▶ [REQUIREMENT]:
Render every line of the material below as a numbered list, leaving out any blank lines.

▶ [DATASET CONTENT]:
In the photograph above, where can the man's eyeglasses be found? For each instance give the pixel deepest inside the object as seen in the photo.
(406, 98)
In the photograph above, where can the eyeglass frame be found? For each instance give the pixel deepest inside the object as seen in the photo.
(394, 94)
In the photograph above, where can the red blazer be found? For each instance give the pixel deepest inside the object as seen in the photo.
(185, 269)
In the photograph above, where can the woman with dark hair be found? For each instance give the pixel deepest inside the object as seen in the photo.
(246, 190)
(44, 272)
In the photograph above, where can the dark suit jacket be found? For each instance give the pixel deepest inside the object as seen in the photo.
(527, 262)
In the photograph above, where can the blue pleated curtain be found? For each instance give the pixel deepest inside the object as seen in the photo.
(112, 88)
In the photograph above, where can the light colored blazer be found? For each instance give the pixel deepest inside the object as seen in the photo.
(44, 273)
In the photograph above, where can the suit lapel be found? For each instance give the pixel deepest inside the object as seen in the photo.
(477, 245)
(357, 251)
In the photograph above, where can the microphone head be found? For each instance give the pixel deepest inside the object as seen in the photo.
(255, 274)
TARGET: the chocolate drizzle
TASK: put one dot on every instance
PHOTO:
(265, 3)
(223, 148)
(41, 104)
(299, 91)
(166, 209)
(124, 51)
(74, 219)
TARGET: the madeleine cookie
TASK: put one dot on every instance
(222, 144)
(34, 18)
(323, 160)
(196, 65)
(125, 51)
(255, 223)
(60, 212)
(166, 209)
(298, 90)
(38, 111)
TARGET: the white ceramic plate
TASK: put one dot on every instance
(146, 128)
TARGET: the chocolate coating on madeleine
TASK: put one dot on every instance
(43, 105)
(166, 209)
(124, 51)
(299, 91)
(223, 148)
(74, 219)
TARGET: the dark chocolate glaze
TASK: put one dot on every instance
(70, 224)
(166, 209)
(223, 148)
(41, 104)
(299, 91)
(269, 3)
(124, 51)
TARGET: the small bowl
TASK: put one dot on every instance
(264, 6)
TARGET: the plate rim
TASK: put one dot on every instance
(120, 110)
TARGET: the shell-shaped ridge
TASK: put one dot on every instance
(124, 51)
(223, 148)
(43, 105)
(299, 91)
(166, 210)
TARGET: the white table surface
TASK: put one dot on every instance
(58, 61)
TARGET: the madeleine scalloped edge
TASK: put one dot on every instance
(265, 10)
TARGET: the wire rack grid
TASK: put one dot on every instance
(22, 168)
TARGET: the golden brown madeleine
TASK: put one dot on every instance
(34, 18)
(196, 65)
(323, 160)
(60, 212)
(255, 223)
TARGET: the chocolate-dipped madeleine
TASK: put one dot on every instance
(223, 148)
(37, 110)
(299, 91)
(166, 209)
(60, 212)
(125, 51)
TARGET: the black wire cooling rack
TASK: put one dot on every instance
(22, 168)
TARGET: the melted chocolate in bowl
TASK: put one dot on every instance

▶ [SOLVED EXERCISE]:
1. In the photograph above, where can the man's eyeglasses be found? For each instance give the pixel deepest inside the object as seen in the photo.
2. (406, 98)
3. In the photograph above, where can the eyeglass frame be found? For each instance give the pixel deepest inside the object as seen in the photo.
4. (394, 94)
5. In the photograph above, where can the red blazer be found? For each instance give the pixel deepest inside the object as seen in the photo.
6. (185, 269)
7. In the photograph above, where can the woman with dark hair be found? For each instance give the pixel deepest inside the object as seen in the photo.
8. (246, 190)
9. (44, 272)
10. In the photograph above, where can the dark suit jacket be found? For each instance give the pixel deepest inside the object as seen in the photo.
11. (527, 262)
12. In the photograph above, where can the blue pleated curtain be found? For each instance give the pixel deepest inside the object as seen in the photo.
13. (112, 88)
14. In the photograph above, where can the light colored blazer be found? For each instance give the pixel deepest inside the object as seen in the photo.
15. (44, 273)
16. In the photograph above, where can the suit lapel be found? For each instance give the pixel deepest inside the object as seen in the photo.
17. (477, 245)
18. (357, 251)
19. In the photograph above, where can the microphone head be found? For each instance give the pixel deepest inside the object as seen in the photo.
20. (255, 274)
21. TARGET: the chocolate drizzle
22. TASK: put one dot on every instance
23. PHOTO:
24. (265, 3)
25. (223, 148)
26. (41, 104)
27. (299, 91)
28. (166, 209)
29. (124, 51)
30. (74, 219)
31. TARGET: the madeleine cookie
32. TASK: put one dot on every instance
33. (222, 144)
34. (34, 18)
35. (323, 160)
36. (196, 65)
37. (125, 51)
38. (255, 223)
39. (60, 212)
40. (166, 209)
41. (298, 90)
42. (38, 111)
43. TARGET: the white ceramic plate
44. TASK: put one dot on every instance
45. (146, 128)
46. TARGET: the chocolate coating on madeleine
47. TASK: put one dot on every instance
48. (43, 105)
49. (166, 209)
50. (124, 51)
51. (299, 91)
52. (223, 148)
53. (74, 219)
54. TARGET: the dark chocolate glaze
55. TASK: put one dot on every instance
56. (70, 224)
57. (166, 209)
58. (223, 148)
59. (41, 104)
60. (299, 91)
61. (269, 3)
62. (124, 51)
63. TARGET: the small bowl
64. TASK: put one dot on every instance
65. (264, 6)
66. TARGET: the plate rim
67. TASK: put one dot on every instance
68. (120, 110)
69. TARGET: the shell-shaped ridge
70. TASK: put one dot on every instance
71. (124, 51)
72. (223, 148)
73. (43, 105)
74. (299, 91)
75. (166, 210)
76. TARGET: the white table surface
77. TASK: put one dot on every instance
78. (58, 61)
79. TARGET: the madeleine scalloped edge
80. TASK: put one dot on every instance
81. (265, 10)
82. TARGET: the wire rack grid
83. TASK: put one dot on every instance
84. (22, 168)
85. TARGET: the golden brown madeleine
86. TASK: put one dot on every instance
87. (34, 18)
88. (196, 65)
89. (323, 160)
90. (60, 212)
91. (255, 223)
92. TARGET: the chocolate-dipped madeleine
93. TASK: put one dot on every instance
94. (223, 148)
95. (37, 110)
96. (299, 91)
97. (166, 209)
98. (60, 212)
99. (125, 51)
100. TARGET: the black wire cooling rack
101. TASK: put one dot on every instance
102. (22, 168)
103. TARGET: the melted chocolate in bowl
104. TASK: put one dot on every instance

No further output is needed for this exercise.